What to produce
Turn every line of the records below into a numbered list, leaving out any blank lines.

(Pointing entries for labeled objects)
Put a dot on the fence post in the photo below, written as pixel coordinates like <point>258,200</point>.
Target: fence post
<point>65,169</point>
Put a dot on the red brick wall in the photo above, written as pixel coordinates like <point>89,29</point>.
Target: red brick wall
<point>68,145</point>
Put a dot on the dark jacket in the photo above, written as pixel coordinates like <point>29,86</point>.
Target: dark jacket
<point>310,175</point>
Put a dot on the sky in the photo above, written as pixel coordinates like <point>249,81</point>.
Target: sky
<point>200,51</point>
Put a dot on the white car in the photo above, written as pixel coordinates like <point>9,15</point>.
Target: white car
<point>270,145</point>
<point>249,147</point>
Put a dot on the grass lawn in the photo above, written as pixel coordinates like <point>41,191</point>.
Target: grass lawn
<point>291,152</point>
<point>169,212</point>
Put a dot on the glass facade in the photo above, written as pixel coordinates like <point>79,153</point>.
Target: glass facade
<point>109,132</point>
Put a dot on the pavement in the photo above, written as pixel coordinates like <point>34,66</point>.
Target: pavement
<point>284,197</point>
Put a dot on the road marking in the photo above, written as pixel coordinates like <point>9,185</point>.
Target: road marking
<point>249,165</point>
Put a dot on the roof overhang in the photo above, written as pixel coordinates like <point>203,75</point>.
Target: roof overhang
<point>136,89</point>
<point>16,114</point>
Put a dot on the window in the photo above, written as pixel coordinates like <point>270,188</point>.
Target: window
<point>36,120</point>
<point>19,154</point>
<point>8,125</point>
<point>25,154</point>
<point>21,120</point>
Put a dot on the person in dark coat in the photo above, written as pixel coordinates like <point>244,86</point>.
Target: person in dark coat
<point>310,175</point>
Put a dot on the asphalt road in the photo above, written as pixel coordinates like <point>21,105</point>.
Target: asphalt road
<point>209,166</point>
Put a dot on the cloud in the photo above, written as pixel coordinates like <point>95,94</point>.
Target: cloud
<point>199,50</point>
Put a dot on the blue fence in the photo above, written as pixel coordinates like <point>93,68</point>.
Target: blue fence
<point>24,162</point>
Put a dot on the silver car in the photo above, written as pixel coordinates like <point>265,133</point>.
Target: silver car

Result of the exercise
1. Put a dot on the fence post in the photo below, written as pixel coordinates like <point>258,200</point>.
2. Target: fence post
3. <point>65,169</point>
4. Put a dot on the red brick wall in the photo above, written as pixel coordinates like <point>89,29</point>.
5. Target: red brick wall
6. <point>68,145</point>
7. Put a dot on the dark jacket in the photo above, written as pixel coordinates like <point>29,86</point>.
8. Target: dark jacket
9. <point>310,175</point>
10. Put a dot on the sky in the photo above, written as pixel coordinates like <point>249,81</point>.
11. Target: sky
12. <point>200,51</point>
13. Put a dot on the white car in the photo above, written as pixel coordinates like <point>9,15</point>.
14. Target: white car
15. <point>270,145</point>
16. <point>249,147</point>
17. Put a dot on the grass lawn in the photo above, written as pixel coordinates like <point>41,191</point>.
18. Target: grass lawn
19. <point>291,152</point>
20. <point>169,212</point>
21. Put a dot on the glass facade in the photo above, written as pixel coordinates like <point>79,153</point>.
22. Target: glass facade
23. <point>109,132</point>
24. Put a dot on the pavement in the photo above, written as pixel coordinates like <point>34,66</point>.
25. Target: pavement
26. <point>284,197</point>
27. Put a dot on the road marking in the photo above, written as pixel coordinates like <point>9,185</point>.
28. Target: road marking
29. <point>249,165</point>
30. Put a dot on the roof overhang in the photo above, written as pixel coordinates like <point>203,75</point>.
31. Target: roof overhang
32. <point>136,89</point>
33. <point>16,114</point>
34. Put a dot on the window in the photo above, written as pixel coordinates like <point>270,188</point>.
35. Target: window
36. <point>36,120</point>
37. <point>19,154</point>
38. <point>8,125</point>
39. <point>25,154</point>
40. <point>21,120</point>
41. Put a dot on the person in dark coat in the photo above, written as pixel coordinates like <point>244,86</point>.
42. Target: person in dark coat
43. <point>310,175</point>
44. Put a dot on the asphalt road in the photo above, written as pixel coordinates like <point>21,105</point>.
45. Target: asphalt road
46. <point>209,166</point>
47. Put a dot on the cloud in the photo above, written as pixel coordinates like <point>95,94</point>.
48. Target: cloud
49. <point>199,50</point>
50. Put a dot on the blue fence in the photo above, written as pixel coordinates like <point>93,68</point>.
51. Target: blue fence
52. <point>24,162</point>
53. Put a dot on the silver car in the photo above, written as pixel coordinates like <point>265,133</point>.
54. Target: silver car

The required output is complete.